== TESTO DI PARTENZA ==

E questo senza che nessuno glielo avesse insegnato. Quando il Papa rientrava nel suo appartamento privato, la compagnia del pappagallo lo rincuorava e lo confortava, dandogli sollievo rispetto alle gravose preoccupazioni quotidiane.
Se è difficile rintracciare un antecedente storico in cui sia assegnata al pappagallo la funzione di consolare l’uomo, nella letteratura latina esistono invece esempi in cui gli è riconosciuta la capacità di annunciare personaggi di rango: Marziale celebra l’abilità del volatile nel salutare l’imperatore e Macrobio narra che Augusto, dopo la battaglia di Azio, acquistò un corvo e un pappagallo che l’avevano acclamato vincitore e imperator.
Stando a una cronaca del X secolo, persino l’imperatore di Bisanzio era solito farsi accompagnare a banchetti e cerimonie ufficiali da un pappagallo. Con l’alto Medioevo l’eloquenza di questo animale diventa oggetto di elogi anche in ambiente cristiano: Teodolfo di Orléans, abate di Fleury, lo ritiene in grado di rivaleggiare con le muse di Omero e l’anonimo monaco autore dell’Ecbasis captivi, una parodia epica sul mondo animale, paragona la voce del pappagallo alla melodia dell’arpa di Davide.

===

## [METTI IN PRATICA]
1. Elenca tutte le persone indicate con un nome proprio nel testo sul pappagallo.
2. Traduci in inglese questa frase del testo sul pappagallo: "Stando a una cronaca del X secolo, persino l’imperatore di Bisanzio era solito farsi accompagnare a banchetti e cerimonie ufficiali da un pappagallo."
3. Trascrivi dal testo sul pappagallo il passo che va da "E questo senza" a "gravose preoccupazioni quotidiane.".
Le righe qui sotto sono materiale a sé, separato dal testo sul pappagallo.

== ESTRATTI DELLE RIGHE ==

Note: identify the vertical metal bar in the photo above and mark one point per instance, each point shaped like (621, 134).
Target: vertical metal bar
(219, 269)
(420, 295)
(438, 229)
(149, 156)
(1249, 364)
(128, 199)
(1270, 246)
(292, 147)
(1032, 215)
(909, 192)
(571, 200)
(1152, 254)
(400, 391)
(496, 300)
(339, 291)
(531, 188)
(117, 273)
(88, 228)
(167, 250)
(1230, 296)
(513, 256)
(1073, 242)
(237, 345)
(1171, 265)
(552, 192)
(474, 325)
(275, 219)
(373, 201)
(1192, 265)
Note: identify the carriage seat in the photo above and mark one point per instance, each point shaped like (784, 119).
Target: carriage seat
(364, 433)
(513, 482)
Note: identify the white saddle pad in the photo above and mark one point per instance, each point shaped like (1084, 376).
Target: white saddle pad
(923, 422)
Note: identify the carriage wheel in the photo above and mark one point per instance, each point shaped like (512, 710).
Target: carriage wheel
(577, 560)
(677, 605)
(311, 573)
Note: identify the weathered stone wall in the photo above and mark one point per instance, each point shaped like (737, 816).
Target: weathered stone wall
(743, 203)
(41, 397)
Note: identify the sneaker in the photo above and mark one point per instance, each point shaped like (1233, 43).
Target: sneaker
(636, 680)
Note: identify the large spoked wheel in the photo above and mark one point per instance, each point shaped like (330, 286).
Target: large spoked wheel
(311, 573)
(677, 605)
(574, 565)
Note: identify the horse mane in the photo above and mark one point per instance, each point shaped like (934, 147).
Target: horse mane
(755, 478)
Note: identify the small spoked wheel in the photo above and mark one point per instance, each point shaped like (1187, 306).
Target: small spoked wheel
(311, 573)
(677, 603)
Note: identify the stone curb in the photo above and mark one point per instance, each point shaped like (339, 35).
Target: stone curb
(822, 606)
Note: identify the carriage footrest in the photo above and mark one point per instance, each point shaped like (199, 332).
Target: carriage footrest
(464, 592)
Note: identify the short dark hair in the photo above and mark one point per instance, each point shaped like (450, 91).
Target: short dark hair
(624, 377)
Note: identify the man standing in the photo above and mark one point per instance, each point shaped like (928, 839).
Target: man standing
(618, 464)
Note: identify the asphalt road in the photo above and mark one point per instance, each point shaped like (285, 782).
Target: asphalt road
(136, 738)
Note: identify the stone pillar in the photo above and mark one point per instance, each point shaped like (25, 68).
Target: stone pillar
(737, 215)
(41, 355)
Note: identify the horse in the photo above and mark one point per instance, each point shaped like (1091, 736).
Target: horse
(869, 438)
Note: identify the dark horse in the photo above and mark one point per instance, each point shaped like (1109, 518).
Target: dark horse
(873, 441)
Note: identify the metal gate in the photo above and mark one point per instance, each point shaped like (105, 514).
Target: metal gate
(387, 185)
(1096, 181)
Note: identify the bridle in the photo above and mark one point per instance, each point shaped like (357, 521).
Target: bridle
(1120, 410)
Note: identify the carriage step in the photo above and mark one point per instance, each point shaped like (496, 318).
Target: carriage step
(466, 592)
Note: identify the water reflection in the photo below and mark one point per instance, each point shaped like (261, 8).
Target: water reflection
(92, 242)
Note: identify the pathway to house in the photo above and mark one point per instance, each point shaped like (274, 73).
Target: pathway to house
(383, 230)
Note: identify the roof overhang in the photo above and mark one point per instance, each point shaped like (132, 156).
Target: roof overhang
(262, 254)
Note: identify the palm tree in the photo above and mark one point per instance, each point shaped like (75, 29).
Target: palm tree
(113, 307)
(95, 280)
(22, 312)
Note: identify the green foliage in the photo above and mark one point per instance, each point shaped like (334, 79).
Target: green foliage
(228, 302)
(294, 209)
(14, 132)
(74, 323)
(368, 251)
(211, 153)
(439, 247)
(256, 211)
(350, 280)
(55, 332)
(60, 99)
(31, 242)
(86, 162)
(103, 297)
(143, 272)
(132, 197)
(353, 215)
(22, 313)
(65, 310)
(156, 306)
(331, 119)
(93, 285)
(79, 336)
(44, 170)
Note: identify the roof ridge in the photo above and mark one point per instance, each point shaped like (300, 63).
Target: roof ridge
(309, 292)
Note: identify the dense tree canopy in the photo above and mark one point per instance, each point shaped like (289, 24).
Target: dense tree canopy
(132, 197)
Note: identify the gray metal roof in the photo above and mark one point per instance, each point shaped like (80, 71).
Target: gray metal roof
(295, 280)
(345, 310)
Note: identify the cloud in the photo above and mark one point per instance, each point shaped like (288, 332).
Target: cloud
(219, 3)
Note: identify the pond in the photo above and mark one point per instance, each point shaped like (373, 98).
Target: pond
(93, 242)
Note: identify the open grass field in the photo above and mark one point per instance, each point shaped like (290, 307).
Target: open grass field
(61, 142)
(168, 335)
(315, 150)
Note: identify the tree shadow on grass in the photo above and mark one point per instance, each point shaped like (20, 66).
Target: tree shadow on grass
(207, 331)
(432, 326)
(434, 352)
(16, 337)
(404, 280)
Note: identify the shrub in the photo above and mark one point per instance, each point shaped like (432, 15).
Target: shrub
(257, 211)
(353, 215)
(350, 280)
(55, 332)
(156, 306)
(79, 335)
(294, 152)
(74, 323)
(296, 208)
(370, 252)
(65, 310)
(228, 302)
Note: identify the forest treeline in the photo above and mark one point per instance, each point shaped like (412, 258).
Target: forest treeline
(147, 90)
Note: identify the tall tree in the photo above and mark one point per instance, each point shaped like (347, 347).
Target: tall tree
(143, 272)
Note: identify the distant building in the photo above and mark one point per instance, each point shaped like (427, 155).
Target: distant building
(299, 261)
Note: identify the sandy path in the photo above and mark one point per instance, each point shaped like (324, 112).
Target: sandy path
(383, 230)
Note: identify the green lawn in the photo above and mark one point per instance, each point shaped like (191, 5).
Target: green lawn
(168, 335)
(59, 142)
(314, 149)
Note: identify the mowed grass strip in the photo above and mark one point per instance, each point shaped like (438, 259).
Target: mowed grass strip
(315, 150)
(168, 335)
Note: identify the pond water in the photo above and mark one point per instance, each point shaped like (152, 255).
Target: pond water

===

## [RISPOSTE PER COMPITO]
1. Marziale, Macrobio, Augusto, Teodolfo di Orléans, Omero, Davide

2. According to a tenth-century chronicle, even the emperor of Byzantium used to be accompanied by a parrot at banquets and official ceremonies.

3.
E questo senza che nessuno glielo avesse insegnato. Quando il Papa rientrava nel suo appartamento privato, la compagnia del pappagallo lo rincuorava e lo confortava, dandogli sollievo rispetto alle gravose preoccupazioni quotidiane.